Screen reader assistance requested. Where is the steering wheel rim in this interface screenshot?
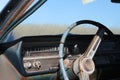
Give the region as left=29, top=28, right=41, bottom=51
left=59, top=20, right=113, bottom=80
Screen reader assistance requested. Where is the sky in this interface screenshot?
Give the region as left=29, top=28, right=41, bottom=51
left=0, top=0, right=120, bottom=27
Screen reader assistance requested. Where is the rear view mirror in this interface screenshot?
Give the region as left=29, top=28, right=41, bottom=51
left=111, top=0, right=120, bottom=3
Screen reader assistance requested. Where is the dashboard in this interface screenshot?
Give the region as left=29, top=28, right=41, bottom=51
left=5, top=35, right=120, bottom=76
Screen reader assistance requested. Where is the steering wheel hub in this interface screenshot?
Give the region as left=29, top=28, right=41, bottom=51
left=79, top=58, right=95, bottom=74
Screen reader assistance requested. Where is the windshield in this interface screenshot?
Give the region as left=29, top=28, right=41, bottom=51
left=2, top=0, right=120, bottom=40
left=21, top=0, right=120, bottom=33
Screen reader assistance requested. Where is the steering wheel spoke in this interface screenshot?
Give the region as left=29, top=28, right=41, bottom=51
left=83, top=29, right=105, bottom=59
left=78, top=71, right=90, bottom=80
left=59, top=20, right=113, bottom=80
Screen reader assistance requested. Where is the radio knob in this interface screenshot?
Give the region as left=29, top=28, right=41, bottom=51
left=33, top=61, right=41, bottom=69
left=24, top=62, right=32, bottom=69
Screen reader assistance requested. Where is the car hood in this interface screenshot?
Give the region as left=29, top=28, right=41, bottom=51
left=0, top=0, right=47, bottom=43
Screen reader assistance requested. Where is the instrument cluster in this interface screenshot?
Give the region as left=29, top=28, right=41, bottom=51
left=23, top=47, right=69, bottom=73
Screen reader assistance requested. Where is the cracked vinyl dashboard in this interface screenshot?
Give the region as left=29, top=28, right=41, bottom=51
left=5, top=35, right=120, bottom=76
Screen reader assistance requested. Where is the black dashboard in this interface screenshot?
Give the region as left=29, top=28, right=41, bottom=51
left=2, top=35, right=120, bottom=79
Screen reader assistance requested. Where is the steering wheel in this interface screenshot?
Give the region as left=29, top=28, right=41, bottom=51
left=59, top=20, right=113, bottom=80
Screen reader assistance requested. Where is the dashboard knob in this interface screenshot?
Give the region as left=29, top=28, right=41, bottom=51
left=24, top=62, right=32, bottom=69
left=33, top=61, right=41, bottom=69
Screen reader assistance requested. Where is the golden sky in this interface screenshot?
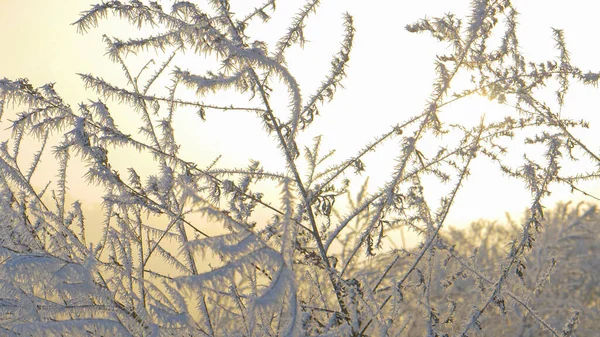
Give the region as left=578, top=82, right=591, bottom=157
left=0, top=0, right=600, bottom=234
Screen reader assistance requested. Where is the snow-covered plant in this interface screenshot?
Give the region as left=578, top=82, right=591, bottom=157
left=0, top=0, right=600, bottom=336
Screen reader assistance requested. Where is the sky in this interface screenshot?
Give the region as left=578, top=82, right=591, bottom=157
left=0, top=0, right=600, bottom=239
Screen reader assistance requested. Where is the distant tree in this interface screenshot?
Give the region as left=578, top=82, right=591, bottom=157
left=0, top=0, right=600, bottom=336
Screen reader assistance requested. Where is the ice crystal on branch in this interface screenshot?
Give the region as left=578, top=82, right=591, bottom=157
left=0, top=0, right=600, bottom=337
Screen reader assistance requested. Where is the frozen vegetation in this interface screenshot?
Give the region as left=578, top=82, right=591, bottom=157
left=0, top=0, right=600, bottom=337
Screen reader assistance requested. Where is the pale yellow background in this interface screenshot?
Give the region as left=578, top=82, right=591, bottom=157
left=0, top=0, right=600, bottom=239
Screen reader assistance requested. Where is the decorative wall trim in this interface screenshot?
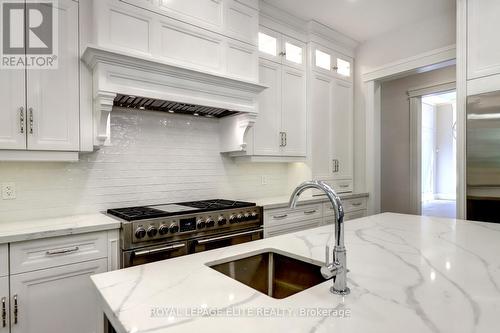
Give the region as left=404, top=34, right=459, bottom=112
left=82, top=46, right=267, bottom=149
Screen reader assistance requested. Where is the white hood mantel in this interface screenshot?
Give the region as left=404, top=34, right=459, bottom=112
left=82, top=46, right=267, bottom=152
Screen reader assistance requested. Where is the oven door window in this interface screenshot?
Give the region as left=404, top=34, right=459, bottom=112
left=190, top=229, right=263, bottom=253
left=122, top=243, right=187, bottom=268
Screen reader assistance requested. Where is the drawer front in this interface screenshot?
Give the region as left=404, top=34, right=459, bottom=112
left=0, top=244, right=9, bottom=277
left=264, top=203, right=323, bottom=227
left=10, top=232, right=108, bottom=274
left=323, top=198, right=367, bottom=216
left=264, top=219, right=323, bottom=238
left=344, top=210, right=366, bottom=221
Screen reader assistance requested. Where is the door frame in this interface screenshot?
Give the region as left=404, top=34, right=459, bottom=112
left=407, top=81, right=458, bottom=215
left=361, top=45, right=458, bottom=217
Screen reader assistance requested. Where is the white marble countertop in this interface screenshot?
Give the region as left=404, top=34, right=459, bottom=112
left=244, top=193, right=368, bottom=209
left=0, top=213, right=121, bottom=244
left=92, top=214, right=500, bottom=333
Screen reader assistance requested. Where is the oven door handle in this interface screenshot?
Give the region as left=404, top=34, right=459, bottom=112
left=196, top=228, right=264, bottom=245
left=133, top=243, right=186, bottom=257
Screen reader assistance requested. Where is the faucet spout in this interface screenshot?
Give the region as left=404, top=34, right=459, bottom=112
left=289, top=181, right=350, bottom=295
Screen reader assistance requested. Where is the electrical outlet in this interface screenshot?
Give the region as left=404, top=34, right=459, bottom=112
left=2, top=183, right=16, bottom=200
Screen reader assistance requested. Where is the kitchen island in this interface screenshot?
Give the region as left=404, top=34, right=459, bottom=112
left=92, top=213, right=500, bottom=333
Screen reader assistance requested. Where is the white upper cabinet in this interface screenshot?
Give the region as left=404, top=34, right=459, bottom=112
left=467, top=0, right=500, bottom=79
left=93, top=0, right=259, bottom=82
left=0, top=0, right=80, bottom=154
left=26, top=0, right=80, bottom=151
left=309, top=71, right=354, bottom=188
left=0, top=69, right=26, bottom=149
left=311, top=43, right=353, bottom=81
left=259, top=27, right=306, bottom=69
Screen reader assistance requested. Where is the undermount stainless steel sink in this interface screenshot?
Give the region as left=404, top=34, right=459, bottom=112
left=209, top=252, right=327, bottom=299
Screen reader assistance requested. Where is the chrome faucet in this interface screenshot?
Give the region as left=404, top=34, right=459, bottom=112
left=290, top=181, right=350, bottom=295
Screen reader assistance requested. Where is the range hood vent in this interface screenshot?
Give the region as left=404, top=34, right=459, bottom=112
left=113, top=94, right=239, bottom=118
left=82, top=45, right=267, bottom=153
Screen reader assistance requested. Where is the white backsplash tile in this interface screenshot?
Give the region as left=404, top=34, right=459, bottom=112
left=0, top=109, right=288, bottom=222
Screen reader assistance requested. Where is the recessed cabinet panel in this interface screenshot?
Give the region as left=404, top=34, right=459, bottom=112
left=10, top=259, right=107, bottom=333
left=27, top=0, right=80, bottom=151
left=161, top=24, right=223, bottom=71
left=0, top=69, right=26, bottom=149
left=160, top=0, right=222, bottom=27
left=109, top=9, right=150, bottom=53
left=331, top=80, right=354, bottom=179
left=253, top=60, right=281, bottom=156
left=281, top=66, right=307, bottom=156
left=310, top=73, right=334, bottom=179
left=467, top=0, right=500, bottom=79
left=0, top=276, right=10, bottom=333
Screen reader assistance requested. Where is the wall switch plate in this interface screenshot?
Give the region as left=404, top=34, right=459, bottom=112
left=2, top=183, right=16, bottom=200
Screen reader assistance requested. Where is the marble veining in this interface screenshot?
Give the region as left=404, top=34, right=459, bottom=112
left=92, top=213, right=500, bottom=333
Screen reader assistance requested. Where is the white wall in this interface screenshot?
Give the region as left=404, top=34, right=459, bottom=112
left=354, top=10, right=456, bottom=196
left=0, top=110, right=288, bottom=223
left=435, top=104, right=456, bottom=199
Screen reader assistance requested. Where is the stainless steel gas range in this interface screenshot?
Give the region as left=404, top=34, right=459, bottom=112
left=108, top=199, right=263, bottom=268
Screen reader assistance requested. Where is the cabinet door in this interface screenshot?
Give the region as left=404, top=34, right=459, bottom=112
left=0, top=276, right=10, bottom=333
left=309, top=72, right=334, bottom=179
left=0, top=69, right=26, bottom=149
left=10, top=259, right=107, bottom=333
left=467, top=0, right=500, bottom=79
left=281, top=66, right=307, bottom=156
left=27, top=0, right=80, bottom=151
left=253, top=59, right=282, bottom=156
left=331, top=80, right=354, bottom=179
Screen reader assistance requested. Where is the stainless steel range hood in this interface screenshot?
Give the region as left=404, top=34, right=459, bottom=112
left=82, top=46, right=267, bottom=152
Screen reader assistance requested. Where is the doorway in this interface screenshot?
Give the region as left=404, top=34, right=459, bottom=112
left=420, top=90, right=457, bottom=218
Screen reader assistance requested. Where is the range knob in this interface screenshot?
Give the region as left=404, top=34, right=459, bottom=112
left=169, top=223, right=179, bottom=234
left=196, top=219, right=206, bottom=229
left=158, top=224, right=168, bottom=236
left=135, top=227, right=146, bottom=239
left=205, top=217, right=215, bottom=228
left=148, top=226, right=158, bottom=237
left=217, top=215, right=227, bottom=226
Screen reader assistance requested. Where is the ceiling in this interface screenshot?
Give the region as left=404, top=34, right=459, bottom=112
left=264, top=0, right=455, bottom=42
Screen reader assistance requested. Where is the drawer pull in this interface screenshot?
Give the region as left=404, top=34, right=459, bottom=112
left=13, top=294, right=19, bottom=325
left=45, top=246, right=80, bottom=256
left=2, top=297, right=7, bottom=327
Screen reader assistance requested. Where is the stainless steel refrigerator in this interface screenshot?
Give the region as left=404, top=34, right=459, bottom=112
left=467, top=91, right=500, bottom=223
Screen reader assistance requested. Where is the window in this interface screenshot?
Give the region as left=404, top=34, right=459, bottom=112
left=285, top=42, right=302, bottom=64
left=337, top=58, right=351, bottom=76
left=316, top=50, right=331, bottom=71
left=259, top=32, right=277, bottom=56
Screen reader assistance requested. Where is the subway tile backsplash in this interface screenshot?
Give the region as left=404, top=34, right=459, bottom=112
left=0, top=109, right=288, bottom=222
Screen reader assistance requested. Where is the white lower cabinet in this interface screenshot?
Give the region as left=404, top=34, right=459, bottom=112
left=10, top=259, right=107, bottom=333
left=0, top=276, right=10, bottom=333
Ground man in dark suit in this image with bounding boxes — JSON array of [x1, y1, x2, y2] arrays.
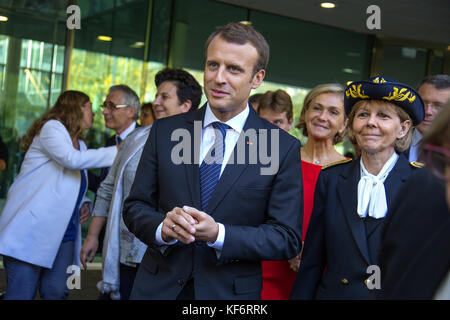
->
[[123, 23, 303, 299], [405, 74, 450, 161]]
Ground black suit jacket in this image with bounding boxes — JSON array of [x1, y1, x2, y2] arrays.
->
[[291, 155, 413, 299], [379, 169, 450, 300], [123, 106, 303, 299]]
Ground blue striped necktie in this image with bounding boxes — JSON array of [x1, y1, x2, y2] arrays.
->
[[200, 121, 230, 211]]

====================

= Problem to solve =
Starting at the line that contains "Screen reader assistance requested. Where is the white wall" and stopping after the line that contains "left=420, top=90, right=457, bottom=218", write out every line of these items again, requests included. Lower each bounding-box coordinate in the answers by 42, and leave the requests and their region format unchanged.

= The response =
Screen reader assistance requested. Where is the white wall in this interface screenshot?
Give the region as left=404, top=34, right=459, bottom=112
left=312, top=-32, right=414, bottom=154
left=-42, top=68, right=246, bottom=181
left=393, top=62, right=414, bottom=157
Screen reader assistance requested. Where is the stainless steel gas range in this interface screenshot?
Give the region as left=404, top=34, right=459, bottom=112
left=66, top=157, right=221, bottom=226
Screen reader assistance requested. Where is the cabinet door in this interface screenshot?
Give the region as left=404, top=34, right=459, bottom=112
left=-42, top=234, right=-32, bottom=291
left=267, top=30, right=292, bottom=137
left=-42, top=27, right=-16, bottom=107
left=-32, top=217, right=65, bottom=291
left=425, top=-42, right=458, bottom=37
left=239, top=24, right=265, bottom=114
left=-15, top=-42, right=38, bottom=109
left=211, top=17, right=240, bottom=114
left=289, top=38, right=312, bottom=137
Screen reader assistance requested. Where is the stainless steel range hood in this interface screenshot?
Give the region as left=404, top=34, right=459, bottom=112
left=40, top=4, right=225, bottom=110
Screen reader assistance requested. Where is the doorway in this interface screenshot?
Give the region as left=404, top=34, right=459, bottom=112
left=378, top=48, right=415, bottom=176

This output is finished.